+++ ENTRIES PROVIDED +++
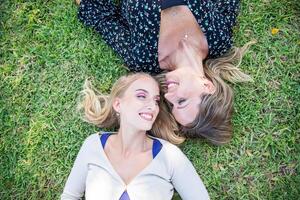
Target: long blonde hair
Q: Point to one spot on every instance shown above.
(215, 110)
(97, 109)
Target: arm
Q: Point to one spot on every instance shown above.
(185, 178)
(75, 185)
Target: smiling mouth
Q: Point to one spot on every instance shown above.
(146, 116)
(171, 84)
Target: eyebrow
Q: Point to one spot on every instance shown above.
(157, 96)
(142, 90)
(183, 106)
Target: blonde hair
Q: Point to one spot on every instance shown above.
(215, 110)
(97, 109)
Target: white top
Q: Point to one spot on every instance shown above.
(93, 174)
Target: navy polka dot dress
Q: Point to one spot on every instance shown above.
(131, 28)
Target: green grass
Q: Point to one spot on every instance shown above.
(46, 54)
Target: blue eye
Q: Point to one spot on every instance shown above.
(181, 101)
(141, 96)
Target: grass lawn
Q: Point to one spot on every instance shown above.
(46, 54)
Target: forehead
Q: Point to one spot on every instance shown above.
(145, 83)
(188, 114)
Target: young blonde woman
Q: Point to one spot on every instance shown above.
(139, 161)
(186, 38)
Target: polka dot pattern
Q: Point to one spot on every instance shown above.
(132, 28)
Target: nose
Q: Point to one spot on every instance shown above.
(151, 105)
(170, 97)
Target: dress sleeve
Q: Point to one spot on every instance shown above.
(105, 18)
(75, 185)
(216, 19)
(185, 179)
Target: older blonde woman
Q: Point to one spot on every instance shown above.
(139, 161)
(186, 38)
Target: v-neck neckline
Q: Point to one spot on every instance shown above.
(113, 170)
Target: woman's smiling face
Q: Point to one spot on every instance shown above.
(139, 106)
(185, 89)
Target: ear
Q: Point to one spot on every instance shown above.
(116, 104)
(209, 86)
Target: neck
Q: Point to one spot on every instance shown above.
(131, 141)
(187, 56)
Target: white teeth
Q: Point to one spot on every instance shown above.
(146, 116)
(171, 85)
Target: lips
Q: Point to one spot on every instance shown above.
(146, 116)
(171, 84)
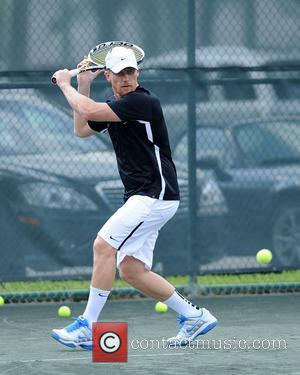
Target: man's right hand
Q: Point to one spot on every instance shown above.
(86, 78)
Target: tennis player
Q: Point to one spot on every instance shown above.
(136, 125)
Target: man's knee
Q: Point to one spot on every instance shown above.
(101, 247)
(130, 269)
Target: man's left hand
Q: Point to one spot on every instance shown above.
(63, 77)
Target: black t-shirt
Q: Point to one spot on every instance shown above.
(142, 146)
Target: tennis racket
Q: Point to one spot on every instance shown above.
(97, 55)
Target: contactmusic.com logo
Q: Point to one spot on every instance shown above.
(110, 342)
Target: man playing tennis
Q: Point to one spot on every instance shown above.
(136, 125)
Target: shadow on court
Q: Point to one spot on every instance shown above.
(256, 335)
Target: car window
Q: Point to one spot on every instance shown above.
(287, 90)
(237, 91)
(267, 142)
(53, 132)
(210, 143)
(11, 141)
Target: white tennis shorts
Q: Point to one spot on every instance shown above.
(134, 227)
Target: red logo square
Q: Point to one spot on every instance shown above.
(110, 342)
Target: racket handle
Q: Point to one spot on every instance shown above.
(73, 73)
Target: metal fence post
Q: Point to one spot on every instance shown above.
(191, 131)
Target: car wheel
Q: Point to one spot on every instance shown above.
(286, 234)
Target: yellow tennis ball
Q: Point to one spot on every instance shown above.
(64, 312)
(264, 256)
(161, 307)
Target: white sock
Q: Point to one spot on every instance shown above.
(182, 306)
(96, 301)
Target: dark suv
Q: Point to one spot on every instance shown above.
(257, 166)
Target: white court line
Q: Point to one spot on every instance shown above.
(89, 358)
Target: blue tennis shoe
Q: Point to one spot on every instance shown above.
(75, 334)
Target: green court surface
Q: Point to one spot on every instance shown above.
(256, 335)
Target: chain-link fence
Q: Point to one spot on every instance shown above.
(227, 74)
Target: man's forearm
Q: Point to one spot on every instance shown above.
(77, 101)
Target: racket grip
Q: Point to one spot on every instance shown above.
(73, 73)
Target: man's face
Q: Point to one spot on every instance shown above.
(123, 82)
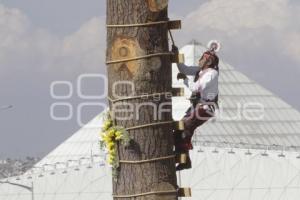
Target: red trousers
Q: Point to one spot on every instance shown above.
(194, 118)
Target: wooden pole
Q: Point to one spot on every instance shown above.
(134, 78)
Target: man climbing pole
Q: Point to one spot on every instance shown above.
(204, 101)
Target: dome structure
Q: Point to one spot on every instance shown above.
(235, 156)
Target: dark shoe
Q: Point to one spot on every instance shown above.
(184, 166)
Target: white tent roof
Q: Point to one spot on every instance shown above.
(222, 168)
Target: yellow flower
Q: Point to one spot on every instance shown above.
(111, 146)
(118, 135)
(107, 125)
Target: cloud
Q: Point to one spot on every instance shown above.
(292, 46)
(257, 27)
(232, 15)
(24, 46)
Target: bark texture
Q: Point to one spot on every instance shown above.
(152, 75)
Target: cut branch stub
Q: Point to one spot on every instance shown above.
(157, 5)
(126, 48)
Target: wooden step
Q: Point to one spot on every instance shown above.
(179, 125)
(184, 192)
(174, 24)
(178, 92)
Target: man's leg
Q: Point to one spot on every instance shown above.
(191, 123)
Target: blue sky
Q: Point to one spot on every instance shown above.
(45, 41)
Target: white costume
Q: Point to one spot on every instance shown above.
(207, 84)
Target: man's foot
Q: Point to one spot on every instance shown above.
(184, 166)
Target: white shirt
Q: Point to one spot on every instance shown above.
(207, 84)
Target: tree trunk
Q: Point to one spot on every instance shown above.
(148, 76)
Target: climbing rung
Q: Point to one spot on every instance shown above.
(174, 24)
(184, 192)
(178, 58)
(181, 158)
(179, 92)
(179, 125)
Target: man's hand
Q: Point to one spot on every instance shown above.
(181, 76)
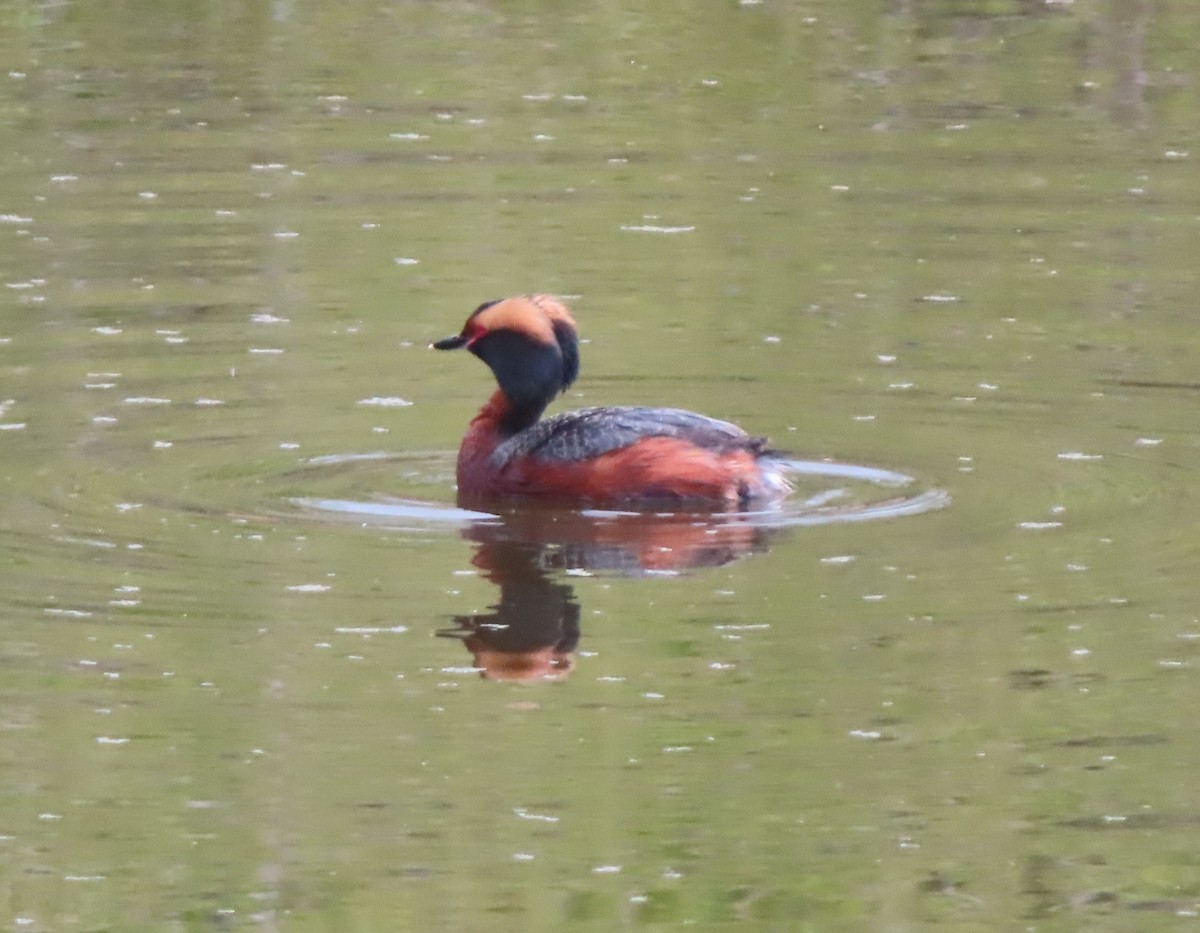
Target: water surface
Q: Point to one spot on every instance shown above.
(954, 241)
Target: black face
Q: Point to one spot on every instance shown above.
(528, 371)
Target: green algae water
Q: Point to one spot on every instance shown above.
(947, 241)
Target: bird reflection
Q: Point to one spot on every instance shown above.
(532, 633)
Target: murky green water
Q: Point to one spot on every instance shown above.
(954, 240)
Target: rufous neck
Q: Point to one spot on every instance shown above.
(508, 419)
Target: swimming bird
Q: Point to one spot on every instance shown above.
(613, 456)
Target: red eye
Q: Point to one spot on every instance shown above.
(473, 331)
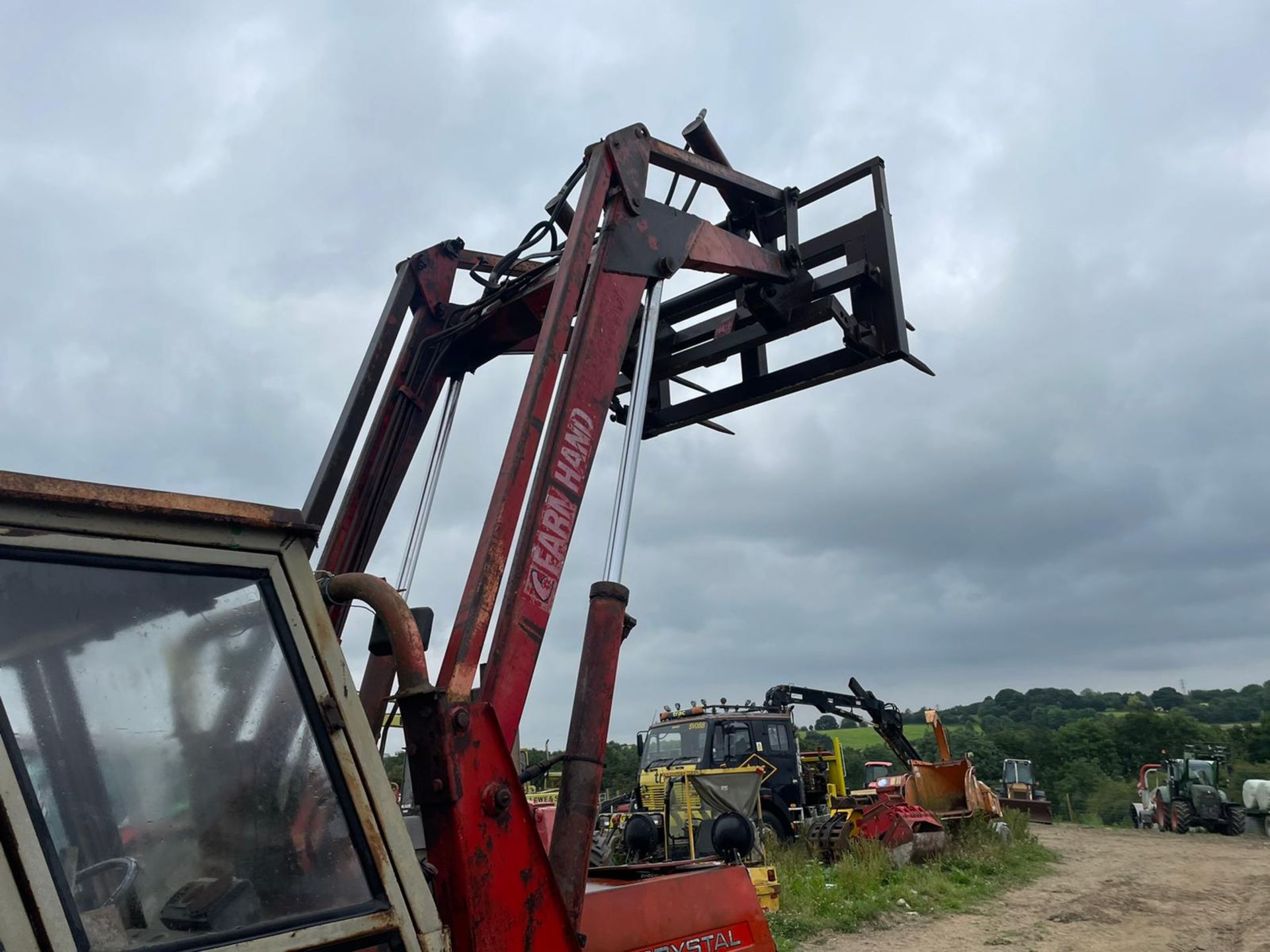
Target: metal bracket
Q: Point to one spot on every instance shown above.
(629, 151)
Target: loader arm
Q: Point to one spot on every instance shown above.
(882, 716)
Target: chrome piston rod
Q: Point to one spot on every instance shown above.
(411, 559)
(620, 526)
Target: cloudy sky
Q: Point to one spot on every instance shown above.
(201, 210)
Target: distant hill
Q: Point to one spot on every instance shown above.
(1053, 707)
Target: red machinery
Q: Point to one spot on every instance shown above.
(577, 309)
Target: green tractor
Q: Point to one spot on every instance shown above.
(1191, 795)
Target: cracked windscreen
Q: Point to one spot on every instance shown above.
(169, 754)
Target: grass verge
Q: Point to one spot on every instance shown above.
(863, 887)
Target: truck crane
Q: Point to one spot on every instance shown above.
(186, 761)
(882, 716)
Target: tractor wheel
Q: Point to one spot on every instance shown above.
(1183, 815)
(1235, 822)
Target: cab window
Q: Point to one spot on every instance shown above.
(779, 738)
(730, 742)
(169, 756)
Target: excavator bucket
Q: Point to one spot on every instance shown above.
(941, 787)
(1037, 810)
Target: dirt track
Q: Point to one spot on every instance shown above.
(1122, 890)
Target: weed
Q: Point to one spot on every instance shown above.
(864, 887)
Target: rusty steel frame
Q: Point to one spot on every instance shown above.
(577, 317)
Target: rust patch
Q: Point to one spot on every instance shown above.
(148, 502)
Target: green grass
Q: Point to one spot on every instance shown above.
(863, 887)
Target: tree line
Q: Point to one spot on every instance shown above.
(1086, 746)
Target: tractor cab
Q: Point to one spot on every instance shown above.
(1017, 772)
(183, 761)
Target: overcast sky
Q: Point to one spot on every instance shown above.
(200, 215)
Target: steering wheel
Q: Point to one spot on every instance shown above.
(130, 867)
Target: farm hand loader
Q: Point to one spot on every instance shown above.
(186, 760)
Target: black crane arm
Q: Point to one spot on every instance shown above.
(882, 716)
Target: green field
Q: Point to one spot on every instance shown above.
(863, 738)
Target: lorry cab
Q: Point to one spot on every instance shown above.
(876, 771)
(709, 738)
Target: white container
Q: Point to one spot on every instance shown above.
(1256, 795)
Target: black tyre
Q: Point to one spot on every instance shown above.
(775, 826)
(1183, 815)
(1235, 822)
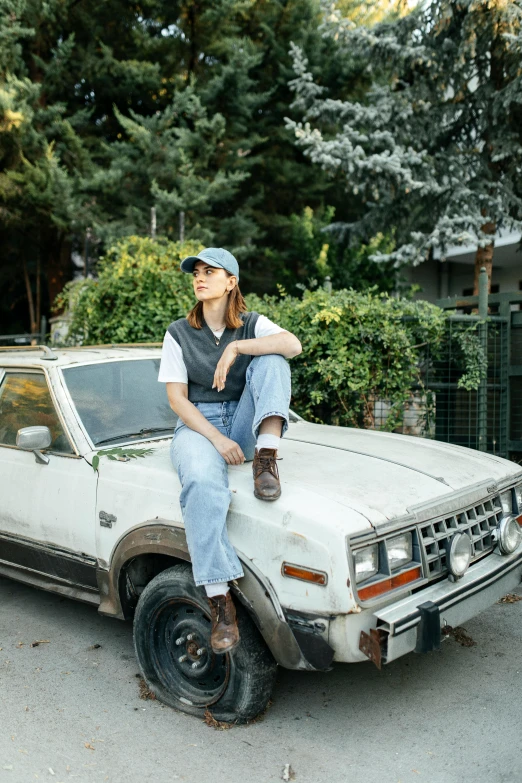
+++
WRITTEN REQUEST: Tally the lines in the data above that contain the string "loader", matching case exactly. Reply with the number alone.

FINISHED TASK: 2